By Stan Walercyzk
In lighting, it can be relatively easy for distributors and contractors to do a reality check on manufacturers’ claims. Some manufacturers provide very credible claims on certain products, and others may not. What applies to lighting can also apply to other products.
One example is an email that I received in response to my column regarding LED T8s. This person wanted my opinion regarding one manufacturer’s LED T8s. The cut-sheet stated that at least 40% energy savings could be achieved compared to fluorescent T8s. So I did some math.
A 3100 lumen 32W fluorescent F32T8 with 1-lamp high performance 1.18 BF electronic ballast provides 3658 lumens and consumes 38W, which is 96.3 lumens per watt.
This 20W LED T8 with the same ballast provides 2000 lumens and consumes 22W, which is 90.9 lumens per watt.
You can see that the fluorescent T8 is actually comparable to the LED T8. Plus some fluorescent T8s last considerably longer than most LED T8s.
Another example is that some manufacturers claim that their LED MR16s can provide as much light as 50W standard halogen MR16s. If you look in a GE, Philips or Osram – Sylvania lamp catalog, you can see that the 50W standard halogen MR16s provide 600 – 950 lumens. You can also see that the manufacturers that are making these claims only have 600 – 620 lumens out of their LED MR16s. So these LED MR16s could provide as much light as the lousy halogen MR16s, but not as much as the good halogen ones. In its recent report, the DOE only tested one LED MR16, which can really replace 50W standard halogen MR16s.
Lastly, the major lighting companies usually state that their exterior LED products can reduce wattage by 50% – 75% compared to existing HPS or MH fixtures. However, a number of the smaller and newer companies state that their exterior LED products can save 80% – 90% of wattage. If you do some calculations or run some photometric programs, you will see that the 50% – 75% is usually much more realistic.
══════
TASKS:
• a. Rewrite the lighting column from "One example is" up to and including "did some math.", using "LED tubes" in place of "LED T8s".
• b. In the lighting column, how many lumens does the 20W LED T8 provide with the same ballast?
The material that follows comes from a separate source and is unrelated to the lighting column.

RECORDED INFORMATION:
══════
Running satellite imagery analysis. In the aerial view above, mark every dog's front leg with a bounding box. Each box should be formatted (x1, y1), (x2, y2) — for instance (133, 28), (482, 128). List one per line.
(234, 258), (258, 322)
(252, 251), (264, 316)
══════
ANSWERS FOR THIS EXERCISE:
• a.
One example is an email that I received in response to my column regarding LED tubes. This person wanted my opinion regarding one manufacturer’s LED tubes. The cut-sheet stated that at least 40% energy savings could be achieved compared to fluorescent T8s. So I did some math.

• b. 2000 lumens